▶ **Что сделать**
**a.** Ответьте на вопросы по отрывку о деревне Четырех Драконов.
(i) Что висело на шнурках в ушах у юноши?
(ii) Чем были перевязаны грива и хвост жеребенка?
(iii) Какую ткань ткала пожилая женщина за станком?
**b.** Определите, соответствует ли каждое утверждение отрывку о деревне Четырех Драконов. Ответьте «да» или «нет» и приведите решающие слова отрывка в виде точной цитаты.
(i) Кожа юноши стала шоколадной от солнца и копоти.
(ii) Старик не пустил путников в дом.
(iii) У женщины за ткацким станком короткие черные волосы.
**c.** Напишите продолжение отрывка о деревне Четырех Драконов, начав сразу после его последнего предложения.

▶ **Выбранный отрывок**
========================================

В двух часах езды от Катманду

Еще на пути к Шише Пангме мне особенно запала в душу безупреч­ная красота деревни Четырех Дра­конов. На обратном пути мы рас­смотрели ее получше. На каменной стене сидит юноша и расчесывает черные волосы, доходящие ему до плеч. В ушах на шнурках небольшие кораллы и бирюза. Одет он в заса­ленную шерстяную рубашку и брюки из овчины. Его смуглая кожа под действием солнца и копоти стала шоколадной. Вот деревянные две­ри в стене открылись, вышел старик с лицом, заросшим белой ще­тиной. «Таши делек», — сказали мы. «Да будет счастье с тобой». Старик улыбнулся и проводил нас в дом. Сначала мы попали в сени, где разгорожены каменной кладкой стойла для скота. В одном стойле то­щий жеребенок, у которого грива и хвост все до волоска перевязаны ленточками. Старая собака не­сколько раз хрипло тявкнула и ото­шла в свой угол. Входим во внут­реннее помещение.

За деревянным ткацким стан­ком сидит пожилая женщина. Она ткет полосатую ткань из шерсти. У нее длинные седые волосы, на шее длинная цепочка из огромных янтарей, кораллов и серебра. На де­ревянном настиле разложены для проветривания ковры и шкуры.

========================================

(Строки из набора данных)
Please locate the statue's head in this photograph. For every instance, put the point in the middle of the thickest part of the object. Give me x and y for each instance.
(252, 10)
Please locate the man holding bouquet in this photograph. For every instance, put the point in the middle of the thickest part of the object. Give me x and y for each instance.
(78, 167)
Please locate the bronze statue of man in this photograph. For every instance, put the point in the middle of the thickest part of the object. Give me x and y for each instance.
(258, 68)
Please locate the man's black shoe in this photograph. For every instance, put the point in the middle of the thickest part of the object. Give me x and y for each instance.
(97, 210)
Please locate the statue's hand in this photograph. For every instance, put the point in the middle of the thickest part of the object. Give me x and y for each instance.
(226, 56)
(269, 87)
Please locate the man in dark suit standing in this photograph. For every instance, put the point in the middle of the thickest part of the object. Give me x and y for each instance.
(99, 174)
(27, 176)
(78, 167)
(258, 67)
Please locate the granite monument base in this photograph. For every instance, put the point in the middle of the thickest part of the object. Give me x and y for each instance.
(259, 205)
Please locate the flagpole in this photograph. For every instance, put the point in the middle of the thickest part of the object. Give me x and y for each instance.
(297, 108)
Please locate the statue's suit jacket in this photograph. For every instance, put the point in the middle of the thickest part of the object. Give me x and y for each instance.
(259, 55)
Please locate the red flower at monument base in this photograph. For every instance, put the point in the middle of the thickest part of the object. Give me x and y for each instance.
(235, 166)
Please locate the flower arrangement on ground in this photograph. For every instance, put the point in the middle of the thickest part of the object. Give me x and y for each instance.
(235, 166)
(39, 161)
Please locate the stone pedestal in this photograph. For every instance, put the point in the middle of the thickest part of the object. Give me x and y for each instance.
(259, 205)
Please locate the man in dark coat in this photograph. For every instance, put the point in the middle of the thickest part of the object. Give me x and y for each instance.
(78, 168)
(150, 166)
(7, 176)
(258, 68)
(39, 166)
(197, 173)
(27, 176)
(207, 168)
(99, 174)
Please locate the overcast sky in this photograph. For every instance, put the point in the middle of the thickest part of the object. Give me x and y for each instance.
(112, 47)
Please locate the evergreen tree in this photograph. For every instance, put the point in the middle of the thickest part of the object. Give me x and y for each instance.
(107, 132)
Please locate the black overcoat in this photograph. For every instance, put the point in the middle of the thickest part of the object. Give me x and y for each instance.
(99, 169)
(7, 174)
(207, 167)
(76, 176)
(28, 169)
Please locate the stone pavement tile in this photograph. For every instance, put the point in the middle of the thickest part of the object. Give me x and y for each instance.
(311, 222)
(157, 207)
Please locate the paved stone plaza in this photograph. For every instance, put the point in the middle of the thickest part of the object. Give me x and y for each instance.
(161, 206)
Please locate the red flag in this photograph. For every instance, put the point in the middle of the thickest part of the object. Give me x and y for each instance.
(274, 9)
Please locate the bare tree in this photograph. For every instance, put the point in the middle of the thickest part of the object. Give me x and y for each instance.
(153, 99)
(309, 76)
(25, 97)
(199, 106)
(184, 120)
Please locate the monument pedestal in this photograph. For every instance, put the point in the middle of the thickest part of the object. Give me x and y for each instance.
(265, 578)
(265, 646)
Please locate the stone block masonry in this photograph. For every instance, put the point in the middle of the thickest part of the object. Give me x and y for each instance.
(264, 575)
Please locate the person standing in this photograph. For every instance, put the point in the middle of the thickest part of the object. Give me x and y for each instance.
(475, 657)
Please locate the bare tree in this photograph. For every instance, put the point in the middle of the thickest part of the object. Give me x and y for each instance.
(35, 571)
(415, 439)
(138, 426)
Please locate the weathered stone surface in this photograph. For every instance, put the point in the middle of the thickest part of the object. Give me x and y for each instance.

========================================

▶ **Ожидаемые ответы**
**a.**
(i) Небольшие кораллы и бирюза.
(ii) Ленточками.
(iii) Полосатую ткань из шерсти.

**b.**
(i) Да: «Его смуглая кожа под действием солнца и копоти стала шоколадной».
(ii) Нет: «Старик улыбнулся и проводил нас в дом».
(iii) Нет: «У нее длинные седые волосы».

**c.**
Женщина провела нас в заднюю часть жилища. Здесь нет окон, свет проходит через отверстие для дыма. Под отверстием маленький железный очаг. Никакой вывод­ной трубы. Пол покрыт выделан­ными овчинными шкурами. Часть стены оклеена газетами. У стен деревянные лавки, а на них ковры, одеяла и подушки. Мы сели. Нам подносят чанг в деревянных, от­деланных серебром чашах. Подли­вают чанг из пластиковой канистры грязно-белого цвета.

Из бокового помещения вышла молодая женщина. Все улыбаются. Наш разговор в основном состоит из улыбок. С помощью слов «Шиша Пангма», «Джомолунгма» и всевоз­можных жестов рассказываем о на­шем путешествии. Дружеские кивки. В качестве подарка оставляю им мой карманный нож.

Позже Цао рассказал мне, что эти люди полукочевники, со стадами яков и овец они доходят до самых высокогорных пастбищ у ледников Шиши Пангмы. На летних пастби­щах ставят палатки, но всегда воз­вращаются в свои дома.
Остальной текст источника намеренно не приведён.